___ Source ___

For my third year Transportation Geography & GIS term project, I delved into essential questions about park accessibility in Victoria, BC:

  1. Daytime vs. Total Population: What is the level of accessibility for parks using daytime population values in Victoria, BC?
  2. Comparative Analysis: What is the level of accessibility for parks using total population values in Victoria, BC?
  3. Implications: How do these two results compare, and what are the implications for park accessibility in Victoria?

These questions guide the GIS analyses and research, aiming to uncover insights into the accessibility of Victoria’s parks and suggest improvements for increased accessibility.


Understanding park accessibility is vital for fostering a healthy community. Various sources, including the Government of British Columbia’s commitment to accessibility and studies like “Associations of park access, park use and physical activity in parks with well-being in an Asian urban environment: a cross-sectional study” and “Modeling the impacts of park access on health outcomes: A utility-based accessibility approach” lay the groundwork for this project. These sources emphasize the importance of park accessibility in promoting physical and mental well-being, setting the stage for a focused investigation in Victoria.

___ Records for the exercise ___

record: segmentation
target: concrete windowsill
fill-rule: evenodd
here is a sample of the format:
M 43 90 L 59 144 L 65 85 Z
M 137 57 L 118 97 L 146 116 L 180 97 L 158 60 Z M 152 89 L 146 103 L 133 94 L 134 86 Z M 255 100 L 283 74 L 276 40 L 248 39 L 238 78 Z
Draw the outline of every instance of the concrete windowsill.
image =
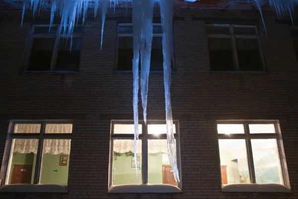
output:
M 273 193 L 292 194 L 287 187 L 277 184 L 235 184 L 222 185 L 224 193 Z
M 57 185 L 15 184 L 4 185 L 0 187 L 0 193 L 68 193 L 67 186 Z
M 112 185 L 109 188 L 108 194 L 172 194 L 181 193 L 178 187 L 170 185 Z

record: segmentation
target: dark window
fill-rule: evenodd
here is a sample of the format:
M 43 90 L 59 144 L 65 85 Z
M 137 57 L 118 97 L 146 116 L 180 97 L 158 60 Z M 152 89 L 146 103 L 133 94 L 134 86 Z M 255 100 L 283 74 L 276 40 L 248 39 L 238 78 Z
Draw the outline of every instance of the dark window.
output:
M 162 71 L 162 33 L 160 25 L 153 26 L 152 48 L 151 50 L 150 71 Z M 131 25 L 119 25 L 118 27 L 118 48 L 117 70 L 131 71 L 134 59 L 133 27 Z M 171 63 L 173 68 L 173 64 Z M 141 60 L 139 68 L 141 67 Z
M 207 32 L 211 70 L 264 70 L 256 27 L 207 25 Z
M 58 35 L 58 26 L 35 26 L 33 28 L 31 48 L 27 54 L 27 70 L 78 71 L 82 27 L 75 27 L 72 38 Z

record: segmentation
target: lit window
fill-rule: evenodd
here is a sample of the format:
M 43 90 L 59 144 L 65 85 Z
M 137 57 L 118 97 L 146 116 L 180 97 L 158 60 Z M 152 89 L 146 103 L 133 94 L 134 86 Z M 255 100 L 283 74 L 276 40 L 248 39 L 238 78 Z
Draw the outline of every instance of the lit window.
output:
M 276 122 L 217 124 L 222 183 L 285 185 Z
M 11 124 L 5 184 L 67 186 L 73 124 L 36 121 Z
M 78 71 L 83 28 L 71 35 L 59 34 L 59 26 L 33 26 L 26 54 L 27 71 Z
M 154 24 L 151 50 L 150 71 L 163 70 L 161 25 Z M 118 25 L 117 70 L 131 71 L 134 59 L 133 25 Z M 141 67 L 141 61 L 139 62 Z M 172 64 L 172 69 L 173 65 Z
M 148 121 L 147 125 L 145 125 L 140 121 L 136 162 L 133 122 L 112 122 L 110 186 L 147 183 L 177 186 L 168 157 L 166 127 L 164 124 Z M 174 124 L 179 162 L 178 125 L 177 122 Z M 179 169 L 179 162 L 177 165 Z
M 264 70 L 255 26 L 208 24 L 211 70 Z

___

▶ **Instructions**:
a - Rewrite the park accessibility text from "1. Daytime vs." up to and including "total population values in Victoria, BC?", replacing "Comparative Analysis" with "Side-by-Side Comparison".
b - Output the rows from their first line up to and including the line with "M 112 185 L" as a Markdown table with the columns Row and Line, numbering each line and leaving out blank lines. Leave the pictures out of the answer.
The rows and the park accessibility text come from different sources.

▶ **Task-by-task answers**:
a -
1. Daytime vs. Total Population: What is the level of accessibility for parks using daytime population values in Victoria, BC?
  2. Side-by-Side Comparison: What is the level of accessibility for parks using total population values in Victoria, BC?

b -
| Row | Line |
|---|---|
| 1 | record: segmentation |
| 2 | target: concrete windowsill |
| 3 | fill-rule: evenodd |
| 4 | here is a sample of the format: |
| 5 | M 43 90 L 59 144 L 65 85 Z |
| 6 | M 137 57 L 118 97 L 146 116 L 180 97 L 158 60 Z M 152 89 L 146 103 L 133 94 L 134 86 Z M 255 100 L 283 74 L 276 40 L 248 39 L 238 78 Z |
| 7 | Draw the outline of every instance of the concrete windowsill. |
| 8 | image = |
| 9 | output: |
| 10 | M 273 193 L 292 194 L 287 187 L 277 184 L 235 184 L 222 185 L 224 193 Z |
| 11 | M 57 185 L 15 184 L 4 185 L 0 187 L 0 193 L 68 193 L 67 186 Z |
| 12 | M 112 185 L 109 188 L 108 194 L 172 194 L 181 193 L 178 187 L 170 185 Z |